◆ PROMPT:
Search the records below for the word "positive". Pull out each line that has it.

(Extracted records)
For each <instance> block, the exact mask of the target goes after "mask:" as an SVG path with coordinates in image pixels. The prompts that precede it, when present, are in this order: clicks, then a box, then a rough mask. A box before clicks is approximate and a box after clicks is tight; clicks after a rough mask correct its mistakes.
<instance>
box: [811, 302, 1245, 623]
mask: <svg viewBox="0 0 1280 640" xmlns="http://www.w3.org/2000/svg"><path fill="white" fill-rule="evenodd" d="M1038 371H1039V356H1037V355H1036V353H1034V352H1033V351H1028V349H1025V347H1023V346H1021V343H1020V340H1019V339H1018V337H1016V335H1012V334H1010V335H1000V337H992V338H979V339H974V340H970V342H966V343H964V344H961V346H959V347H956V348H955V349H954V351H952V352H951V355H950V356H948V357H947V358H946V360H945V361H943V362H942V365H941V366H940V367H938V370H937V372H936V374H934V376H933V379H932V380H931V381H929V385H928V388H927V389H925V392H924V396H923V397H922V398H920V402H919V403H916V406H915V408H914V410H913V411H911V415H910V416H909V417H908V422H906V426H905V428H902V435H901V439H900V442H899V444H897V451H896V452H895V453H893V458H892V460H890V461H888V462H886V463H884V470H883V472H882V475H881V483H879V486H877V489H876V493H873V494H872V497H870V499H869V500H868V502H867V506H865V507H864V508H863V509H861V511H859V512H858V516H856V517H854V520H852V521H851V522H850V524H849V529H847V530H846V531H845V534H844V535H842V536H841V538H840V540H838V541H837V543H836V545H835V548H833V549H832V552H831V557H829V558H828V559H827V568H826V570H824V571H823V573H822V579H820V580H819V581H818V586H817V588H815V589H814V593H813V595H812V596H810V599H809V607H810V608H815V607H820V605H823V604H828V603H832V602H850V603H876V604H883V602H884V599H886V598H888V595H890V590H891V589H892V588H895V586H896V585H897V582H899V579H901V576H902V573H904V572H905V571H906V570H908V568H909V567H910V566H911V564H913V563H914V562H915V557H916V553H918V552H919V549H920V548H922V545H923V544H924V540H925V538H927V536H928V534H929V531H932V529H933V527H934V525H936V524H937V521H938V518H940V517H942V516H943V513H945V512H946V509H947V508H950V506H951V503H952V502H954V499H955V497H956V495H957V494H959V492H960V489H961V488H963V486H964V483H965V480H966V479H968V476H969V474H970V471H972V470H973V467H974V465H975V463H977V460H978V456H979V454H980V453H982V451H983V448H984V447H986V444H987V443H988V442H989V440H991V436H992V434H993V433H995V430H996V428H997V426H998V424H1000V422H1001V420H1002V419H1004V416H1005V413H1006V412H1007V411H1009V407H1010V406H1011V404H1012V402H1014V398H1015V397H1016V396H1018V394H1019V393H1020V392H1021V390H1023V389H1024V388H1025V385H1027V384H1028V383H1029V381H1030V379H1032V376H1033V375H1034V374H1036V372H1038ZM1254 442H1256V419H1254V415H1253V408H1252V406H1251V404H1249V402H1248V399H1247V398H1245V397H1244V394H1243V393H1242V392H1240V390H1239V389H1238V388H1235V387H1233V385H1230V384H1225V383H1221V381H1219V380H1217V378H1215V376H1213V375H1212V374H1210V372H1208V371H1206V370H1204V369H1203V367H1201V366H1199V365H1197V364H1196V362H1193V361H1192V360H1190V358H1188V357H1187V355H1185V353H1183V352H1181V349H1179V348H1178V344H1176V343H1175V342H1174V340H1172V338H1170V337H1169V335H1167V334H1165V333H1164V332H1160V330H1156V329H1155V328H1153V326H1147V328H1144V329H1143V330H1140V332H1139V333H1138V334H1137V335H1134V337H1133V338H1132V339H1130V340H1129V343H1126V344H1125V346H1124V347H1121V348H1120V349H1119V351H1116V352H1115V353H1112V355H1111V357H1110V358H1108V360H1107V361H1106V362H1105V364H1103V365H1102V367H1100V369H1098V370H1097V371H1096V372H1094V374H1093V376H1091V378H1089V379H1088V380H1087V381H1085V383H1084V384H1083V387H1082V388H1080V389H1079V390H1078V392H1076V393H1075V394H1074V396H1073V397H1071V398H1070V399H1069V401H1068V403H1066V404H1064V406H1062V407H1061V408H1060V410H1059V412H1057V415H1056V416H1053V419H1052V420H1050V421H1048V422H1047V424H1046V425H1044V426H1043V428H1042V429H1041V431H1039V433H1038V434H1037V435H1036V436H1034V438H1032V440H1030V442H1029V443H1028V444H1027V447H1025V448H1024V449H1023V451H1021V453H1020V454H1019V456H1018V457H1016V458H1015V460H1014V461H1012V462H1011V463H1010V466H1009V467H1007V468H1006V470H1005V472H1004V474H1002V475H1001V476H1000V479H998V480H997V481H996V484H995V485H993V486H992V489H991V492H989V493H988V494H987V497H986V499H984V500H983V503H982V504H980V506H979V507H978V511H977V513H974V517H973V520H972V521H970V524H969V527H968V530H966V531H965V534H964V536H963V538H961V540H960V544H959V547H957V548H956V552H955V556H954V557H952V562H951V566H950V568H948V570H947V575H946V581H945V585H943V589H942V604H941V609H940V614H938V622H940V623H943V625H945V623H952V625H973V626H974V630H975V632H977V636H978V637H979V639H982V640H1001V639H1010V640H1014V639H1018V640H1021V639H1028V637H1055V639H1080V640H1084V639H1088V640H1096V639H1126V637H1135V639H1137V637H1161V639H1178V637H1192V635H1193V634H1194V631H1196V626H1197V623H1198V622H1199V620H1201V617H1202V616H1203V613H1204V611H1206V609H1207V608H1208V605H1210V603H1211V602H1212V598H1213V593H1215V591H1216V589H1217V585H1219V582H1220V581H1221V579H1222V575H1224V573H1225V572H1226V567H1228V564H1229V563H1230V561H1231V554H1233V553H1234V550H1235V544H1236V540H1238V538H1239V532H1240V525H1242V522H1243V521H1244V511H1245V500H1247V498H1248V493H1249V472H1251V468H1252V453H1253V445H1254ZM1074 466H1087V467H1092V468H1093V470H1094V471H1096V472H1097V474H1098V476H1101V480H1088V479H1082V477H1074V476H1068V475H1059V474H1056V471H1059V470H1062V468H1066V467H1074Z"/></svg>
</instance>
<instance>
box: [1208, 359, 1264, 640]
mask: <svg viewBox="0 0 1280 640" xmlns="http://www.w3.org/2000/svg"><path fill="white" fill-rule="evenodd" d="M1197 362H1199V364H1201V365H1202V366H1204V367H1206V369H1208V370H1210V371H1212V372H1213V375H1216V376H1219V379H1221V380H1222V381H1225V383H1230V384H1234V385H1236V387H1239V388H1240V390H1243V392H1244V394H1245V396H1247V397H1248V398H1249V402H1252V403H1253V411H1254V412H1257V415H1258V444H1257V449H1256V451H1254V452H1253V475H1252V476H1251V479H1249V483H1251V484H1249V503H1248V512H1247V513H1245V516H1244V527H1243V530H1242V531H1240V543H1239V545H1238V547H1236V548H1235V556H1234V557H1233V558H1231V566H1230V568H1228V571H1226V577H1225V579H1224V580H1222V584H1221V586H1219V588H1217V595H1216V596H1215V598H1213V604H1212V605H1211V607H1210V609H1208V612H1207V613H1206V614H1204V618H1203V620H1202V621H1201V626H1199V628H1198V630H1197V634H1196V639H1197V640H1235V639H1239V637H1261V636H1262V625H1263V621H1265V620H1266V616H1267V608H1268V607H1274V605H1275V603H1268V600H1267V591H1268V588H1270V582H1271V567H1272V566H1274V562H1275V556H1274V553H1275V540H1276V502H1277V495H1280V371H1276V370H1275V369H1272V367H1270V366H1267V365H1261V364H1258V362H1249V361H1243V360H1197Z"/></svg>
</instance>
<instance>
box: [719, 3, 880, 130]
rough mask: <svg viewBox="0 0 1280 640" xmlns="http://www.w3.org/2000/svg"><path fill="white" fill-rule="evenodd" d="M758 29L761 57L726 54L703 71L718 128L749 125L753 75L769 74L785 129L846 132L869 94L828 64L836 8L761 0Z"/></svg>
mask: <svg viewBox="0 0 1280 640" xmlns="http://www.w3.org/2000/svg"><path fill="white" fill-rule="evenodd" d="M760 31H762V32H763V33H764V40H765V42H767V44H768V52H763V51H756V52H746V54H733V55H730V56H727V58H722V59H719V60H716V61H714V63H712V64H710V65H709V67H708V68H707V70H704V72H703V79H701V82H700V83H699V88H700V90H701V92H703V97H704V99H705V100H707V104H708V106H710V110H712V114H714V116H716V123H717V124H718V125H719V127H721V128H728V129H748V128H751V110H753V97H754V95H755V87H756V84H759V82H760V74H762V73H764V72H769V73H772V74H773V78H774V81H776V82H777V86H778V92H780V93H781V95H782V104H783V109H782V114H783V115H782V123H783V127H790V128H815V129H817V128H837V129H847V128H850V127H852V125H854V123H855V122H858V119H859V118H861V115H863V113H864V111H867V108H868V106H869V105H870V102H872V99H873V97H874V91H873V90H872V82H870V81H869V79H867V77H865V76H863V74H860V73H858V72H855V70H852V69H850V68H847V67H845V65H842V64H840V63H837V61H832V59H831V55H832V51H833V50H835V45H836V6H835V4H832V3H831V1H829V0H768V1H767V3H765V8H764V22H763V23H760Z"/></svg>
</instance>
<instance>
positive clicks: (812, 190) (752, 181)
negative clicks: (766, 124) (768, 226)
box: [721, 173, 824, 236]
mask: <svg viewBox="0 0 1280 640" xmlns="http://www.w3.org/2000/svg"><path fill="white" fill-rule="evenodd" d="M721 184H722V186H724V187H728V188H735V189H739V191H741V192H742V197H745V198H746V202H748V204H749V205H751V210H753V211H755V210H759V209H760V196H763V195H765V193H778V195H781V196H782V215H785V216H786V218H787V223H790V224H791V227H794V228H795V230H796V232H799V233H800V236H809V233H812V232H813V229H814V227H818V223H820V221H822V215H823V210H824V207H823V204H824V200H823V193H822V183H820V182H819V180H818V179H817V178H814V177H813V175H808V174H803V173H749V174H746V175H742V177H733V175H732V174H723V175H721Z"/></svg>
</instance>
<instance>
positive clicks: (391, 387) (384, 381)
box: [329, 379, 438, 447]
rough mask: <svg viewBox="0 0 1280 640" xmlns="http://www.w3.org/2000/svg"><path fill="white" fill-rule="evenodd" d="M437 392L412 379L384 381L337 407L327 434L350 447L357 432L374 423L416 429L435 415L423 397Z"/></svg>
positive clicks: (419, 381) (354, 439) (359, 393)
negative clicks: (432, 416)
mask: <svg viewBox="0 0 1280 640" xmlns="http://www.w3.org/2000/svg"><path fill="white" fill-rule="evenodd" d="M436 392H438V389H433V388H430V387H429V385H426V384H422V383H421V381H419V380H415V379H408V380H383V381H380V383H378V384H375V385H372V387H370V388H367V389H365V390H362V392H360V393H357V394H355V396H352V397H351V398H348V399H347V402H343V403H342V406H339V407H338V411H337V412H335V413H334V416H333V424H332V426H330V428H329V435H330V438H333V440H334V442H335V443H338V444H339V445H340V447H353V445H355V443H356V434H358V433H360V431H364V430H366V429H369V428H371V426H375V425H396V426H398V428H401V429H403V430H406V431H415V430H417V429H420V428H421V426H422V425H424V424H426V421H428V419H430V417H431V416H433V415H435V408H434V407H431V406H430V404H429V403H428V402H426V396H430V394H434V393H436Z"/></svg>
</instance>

◆ EXERCISE OUTPUT:
positive clicks: (812, 190) (752, 181)
positive clicks: (391, 387) (384, 381)
positive clicks: (419, 381) (354, 439) (359, 393)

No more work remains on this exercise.